──────── Text under study
1. Improvement in risk education

2. Development in risk behavior

3. Change in the attitude towards the risk

Improvement in risk education

There is now a greater need to re-look the course curriculum at undergraduate and postgraduate levels to ingrain the risk culture slowly into the habit and behavior of the budding next-generation corporate workforce. This can be done by introducing risk management in the core curriculum both at undergraduate and postgraduate levels which include subjects of business studies. Risk management can also be introduced in the commerce and economics stream to develop “What if” thinking so that when they grow up, their thought process has a natural inclination of thinking about risk in all their decision-making.

As a part of the risk education, the Indian corporates need to establish a special program on risk management as a part of employee training on regular basis rather than a one-off. The employees may be encouraged to go for standard risk management certification programs that are imparted by many professional bodies. There could be incentives for such certification programs. To further enhance more structured risk management education, Risk team hierarchy including the position of Chief Risk Officer must have a standard risk management qualification. Most of the current trends in the risk management hierarchy are not linked to any risk management qualifications. Such qualifications will attract new talent to make risk management a career which the future will need.

Development in risk behavior

As discussed above, behavior does not change in a day, but a human has a habit of quick learning if they are bent in any particular direction. There could be several methods of changing the behavior.

Humans learn in two ways, when there is a compulsion or when there is a passion. You do not need to worry about those who have passion but they will need guidance to move in the direction of understanding risk management and the values that it adds to the business. This will entice employees to naturally take up the profession and develop the habit of learning.
────────────────
──────── Excerpted data
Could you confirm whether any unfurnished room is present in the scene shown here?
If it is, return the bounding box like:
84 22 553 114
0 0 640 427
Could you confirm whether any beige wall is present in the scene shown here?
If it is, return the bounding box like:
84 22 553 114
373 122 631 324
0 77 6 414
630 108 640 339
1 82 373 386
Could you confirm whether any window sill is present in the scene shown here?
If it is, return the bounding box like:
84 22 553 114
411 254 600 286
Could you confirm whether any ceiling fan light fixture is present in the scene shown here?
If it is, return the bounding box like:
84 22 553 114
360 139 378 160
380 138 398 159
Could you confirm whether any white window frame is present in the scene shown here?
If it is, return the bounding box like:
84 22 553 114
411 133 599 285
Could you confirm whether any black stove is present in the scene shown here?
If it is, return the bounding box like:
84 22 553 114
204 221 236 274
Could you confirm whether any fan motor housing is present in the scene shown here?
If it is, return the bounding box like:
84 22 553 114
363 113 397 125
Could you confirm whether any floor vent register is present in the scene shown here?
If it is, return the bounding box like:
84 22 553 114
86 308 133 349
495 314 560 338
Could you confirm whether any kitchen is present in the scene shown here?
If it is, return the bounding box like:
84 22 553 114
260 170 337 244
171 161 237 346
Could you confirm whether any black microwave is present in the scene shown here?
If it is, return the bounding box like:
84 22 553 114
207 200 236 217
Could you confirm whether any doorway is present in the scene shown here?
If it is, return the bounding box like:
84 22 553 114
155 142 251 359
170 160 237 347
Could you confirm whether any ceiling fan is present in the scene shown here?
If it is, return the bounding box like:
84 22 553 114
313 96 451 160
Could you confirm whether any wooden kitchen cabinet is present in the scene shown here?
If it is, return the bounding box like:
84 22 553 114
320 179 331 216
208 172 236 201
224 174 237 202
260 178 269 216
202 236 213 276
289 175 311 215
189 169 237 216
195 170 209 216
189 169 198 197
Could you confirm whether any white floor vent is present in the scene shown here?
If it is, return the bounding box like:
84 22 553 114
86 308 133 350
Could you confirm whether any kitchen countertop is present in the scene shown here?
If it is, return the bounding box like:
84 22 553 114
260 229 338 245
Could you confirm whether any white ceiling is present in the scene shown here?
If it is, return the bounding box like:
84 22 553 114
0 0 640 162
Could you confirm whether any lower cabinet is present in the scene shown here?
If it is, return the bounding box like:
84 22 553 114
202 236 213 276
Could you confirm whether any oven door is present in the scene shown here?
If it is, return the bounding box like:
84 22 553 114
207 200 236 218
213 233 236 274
────────────────
* **Exercise requirements**
1. Duplicate a passage from the risk management text, beginning at the words "There is now" and stopping after the words "all their decision-making.".
2. According to the risk management text, what are the two ways in which humans learn?
3. Render this sentence from the risk management text in Spanish: "There could be incentives for such certification programs."
Rely only on the text about risk management.

* **Response list**
1.
There is now a greater need to re-look the course curriculum at undergraduate and postgraduate levels to ingrain the risk culture slowly into the habit and behavior of the budding next-generation corporate workforce. This can be done by introducing risk management in the core curriculum both at undergraduate and postgraduate levels which include subjects of business studies. Risk management can also be introduced in the commerce and economics stream to develop “What if” thinking so that when they grow up, their thought process has a natural inclination of thinking about risk in all their decision-making.

2. Humans learn when there is a compulsion or when there is a passion.

3. Podría haber incentivos para tales programas de certificación.